• [DATASET RECORDS]:
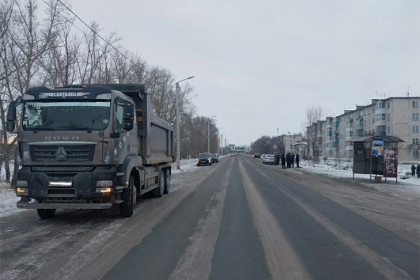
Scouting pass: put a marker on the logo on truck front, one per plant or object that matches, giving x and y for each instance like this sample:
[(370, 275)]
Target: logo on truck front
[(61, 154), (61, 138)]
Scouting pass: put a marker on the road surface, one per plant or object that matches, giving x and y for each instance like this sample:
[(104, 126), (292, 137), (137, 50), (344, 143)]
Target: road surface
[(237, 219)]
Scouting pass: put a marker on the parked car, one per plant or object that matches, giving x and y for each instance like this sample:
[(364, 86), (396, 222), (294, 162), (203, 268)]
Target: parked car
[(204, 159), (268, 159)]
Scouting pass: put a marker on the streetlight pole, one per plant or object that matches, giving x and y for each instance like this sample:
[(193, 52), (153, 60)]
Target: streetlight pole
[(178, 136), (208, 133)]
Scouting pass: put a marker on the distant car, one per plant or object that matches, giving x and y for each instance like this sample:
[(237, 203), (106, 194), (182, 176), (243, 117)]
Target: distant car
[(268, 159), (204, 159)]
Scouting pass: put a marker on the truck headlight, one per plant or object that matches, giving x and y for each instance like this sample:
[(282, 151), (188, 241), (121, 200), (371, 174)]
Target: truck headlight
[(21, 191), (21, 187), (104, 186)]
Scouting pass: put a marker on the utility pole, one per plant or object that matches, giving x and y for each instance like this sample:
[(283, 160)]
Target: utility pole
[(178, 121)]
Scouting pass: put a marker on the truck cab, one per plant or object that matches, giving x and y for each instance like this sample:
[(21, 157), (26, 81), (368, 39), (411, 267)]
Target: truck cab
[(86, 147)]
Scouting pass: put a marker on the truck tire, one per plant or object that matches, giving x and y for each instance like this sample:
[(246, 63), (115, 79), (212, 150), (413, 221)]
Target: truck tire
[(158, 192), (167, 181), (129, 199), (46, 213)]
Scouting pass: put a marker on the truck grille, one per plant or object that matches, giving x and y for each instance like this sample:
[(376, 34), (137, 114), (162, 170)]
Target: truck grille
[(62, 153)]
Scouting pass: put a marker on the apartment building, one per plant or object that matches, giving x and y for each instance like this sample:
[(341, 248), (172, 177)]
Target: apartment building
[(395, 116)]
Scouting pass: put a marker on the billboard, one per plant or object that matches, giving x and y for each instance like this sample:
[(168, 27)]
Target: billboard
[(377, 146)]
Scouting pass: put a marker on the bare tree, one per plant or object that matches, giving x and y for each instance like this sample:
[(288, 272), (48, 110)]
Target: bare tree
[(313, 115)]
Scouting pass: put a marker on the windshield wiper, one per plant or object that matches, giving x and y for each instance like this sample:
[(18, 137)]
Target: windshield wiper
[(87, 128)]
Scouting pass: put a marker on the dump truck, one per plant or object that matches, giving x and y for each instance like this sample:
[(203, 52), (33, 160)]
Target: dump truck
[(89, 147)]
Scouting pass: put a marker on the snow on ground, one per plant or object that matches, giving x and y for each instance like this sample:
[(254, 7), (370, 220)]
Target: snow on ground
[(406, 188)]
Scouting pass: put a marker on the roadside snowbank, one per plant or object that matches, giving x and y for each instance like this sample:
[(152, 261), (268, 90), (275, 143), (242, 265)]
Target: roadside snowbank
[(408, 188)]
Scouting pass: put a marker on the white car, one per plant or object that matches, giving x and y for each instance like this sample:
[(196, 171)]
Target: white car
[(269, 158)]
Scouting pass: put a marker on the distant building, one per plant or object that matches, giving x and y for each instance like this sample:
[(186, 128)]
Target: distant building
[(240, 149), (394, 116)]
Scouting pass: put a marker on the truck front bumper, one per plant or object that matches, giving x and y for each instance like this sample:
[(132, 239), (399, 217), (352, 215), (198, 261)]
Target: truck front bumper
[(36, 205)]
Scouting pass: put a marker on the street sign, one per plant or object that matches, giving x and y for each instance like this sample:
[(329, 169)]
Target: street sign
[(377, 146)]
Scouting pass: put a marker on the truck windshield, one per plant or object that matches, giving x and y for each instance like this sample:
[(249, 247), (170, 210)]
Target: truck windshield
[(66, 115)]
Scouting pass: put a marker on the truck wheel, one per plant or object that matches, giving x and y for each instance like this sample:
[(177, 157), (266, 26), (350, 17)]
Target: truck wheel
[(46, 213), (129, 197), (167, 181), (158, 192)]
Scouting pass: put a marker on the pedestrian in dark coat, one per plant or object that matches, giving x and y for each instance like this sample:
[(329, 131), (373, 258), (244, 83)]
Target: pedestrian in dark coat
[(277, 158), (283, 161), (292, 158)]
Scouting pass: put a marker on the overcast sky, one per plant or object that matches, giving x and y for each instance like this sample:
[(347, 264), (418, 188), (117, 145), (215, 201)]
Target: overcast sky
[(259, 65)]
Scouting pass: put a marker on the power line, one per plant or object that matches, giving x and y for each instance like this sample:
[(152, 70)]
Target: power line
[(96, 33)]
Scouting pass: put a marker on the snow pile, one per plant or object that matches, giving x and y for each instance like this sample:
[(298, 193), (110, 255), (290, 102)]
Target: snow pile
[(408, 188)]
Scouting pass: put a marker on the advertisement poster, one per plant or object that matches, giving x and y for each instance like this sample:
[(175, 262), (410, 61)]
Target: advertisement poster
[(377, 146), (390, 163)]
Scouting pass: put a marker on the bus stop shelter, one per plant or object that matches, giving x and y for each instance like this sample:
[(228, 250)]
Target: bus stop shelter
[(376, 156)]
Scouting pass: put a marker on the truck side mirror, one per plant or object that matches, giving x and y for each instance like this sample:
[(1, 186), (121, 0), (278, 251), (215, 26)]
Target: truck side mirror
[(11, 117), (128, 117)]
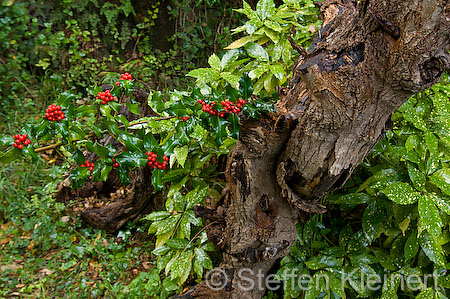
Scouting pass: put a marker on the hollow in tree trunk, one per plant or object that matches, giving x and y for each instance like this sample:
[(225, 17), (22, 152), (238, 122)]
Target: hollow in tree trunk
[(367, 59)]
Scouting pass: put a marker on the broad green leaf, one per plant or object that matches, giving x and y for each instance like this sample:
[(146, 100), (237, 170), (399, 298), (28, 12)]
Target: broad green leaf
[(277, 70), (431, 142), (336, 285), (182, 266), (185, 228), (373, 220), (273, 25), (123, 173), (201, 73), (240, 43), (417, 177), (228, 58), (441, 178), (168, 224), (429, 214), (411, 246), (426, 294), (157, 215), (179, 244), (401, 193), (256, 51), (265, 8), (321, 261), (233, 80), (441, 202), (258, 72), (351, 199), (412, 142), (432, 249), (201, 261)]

• [TASK OBJECTIVE]: Can you update the records from the line with "Scouting pass: put a marker on the distant building, one" to the line with "[(376, 156)]", giving back only those lines, so that "marker" becomes "pin" and nothing else changes?

• [OUTPUT]:
Scouting pass: put a pin on the distant building, one per plant or object that matches, giving x and y for each instance like this sample:
[(186, 128)]
Target: distant building
[(240, 149), (394, 116)]
Scouting pass: put a pin on the truck front bumper, one per plant or object that matches, giving x and y for each instance like this sample:
[(132, 239), (399, 217), (352, 215), (198, 261)]
Target: truck front bumper
[(36, 205)]
Scouting pass: put a pin on the street sign, one per plant or object that matches, giving x and y for each instance like this sample:
[(329, 169)]
Target: street sign
[(377, 146)]
Scouting pass: put a pin on the truck windshield, one per plant or object that matches, giving x and y for each instance like this sample:
[(249, 247), (170, 210)]
Target: truck windshield
[(66, 115)]
Scouting pass: put a pin on the truck wheel, one per plant or object that matches, giving x and y for each instance like this sample:
[(177, 157), (266, 26), (350, 17)]
Target: truck wheel
[(46, 213), (129, 197), (167, 181), (158, 192)]
Scouting pass: put a pin on the pedestrian in dark coat, one per plant or object that matches, giving x and y for each instance like this sample:
[(329, 131), (373, 258), (244, 83)]
Target: pedestrian in dark coat
[(277, 158), (283, 161), (292, 158)]
Scouting pass: put a pin on the overcast sky, one per plant or object that matches, giving x and y for each instance like this sample:
[(347, 264), (418, 188), (117, 145), (215, 201)]
Target: overcast sky
[(259, 65)]
Scouting pass: put a pin on the power line, one per plant or object that matches, giving x and y for each instance like this sample:
[(152, 70)]
Target: power line
[(96, 33)]
Scouting pass: put a pin on the snow pile, one per plant or object that matches, giving x and y for each instance like this sample:
[(298, 193), (110, 255), (290, 102)]
Target: snow pile
[(408, 188)]
Scouting pass: put a pin on the advertisement poster, one per plant or object that matches, giving x and y for each instance like this sample:
[(175, 262), (410, 61)]
Target: advertisement poster
[(377, 146), (390, 163)]
Scouting pass: put a pin on the bus stop shelter, one per plant or object that matches, giving x and y for each instance like this sample:
[(228, 250)]
Target: bus stop shelter
[(376, 156)]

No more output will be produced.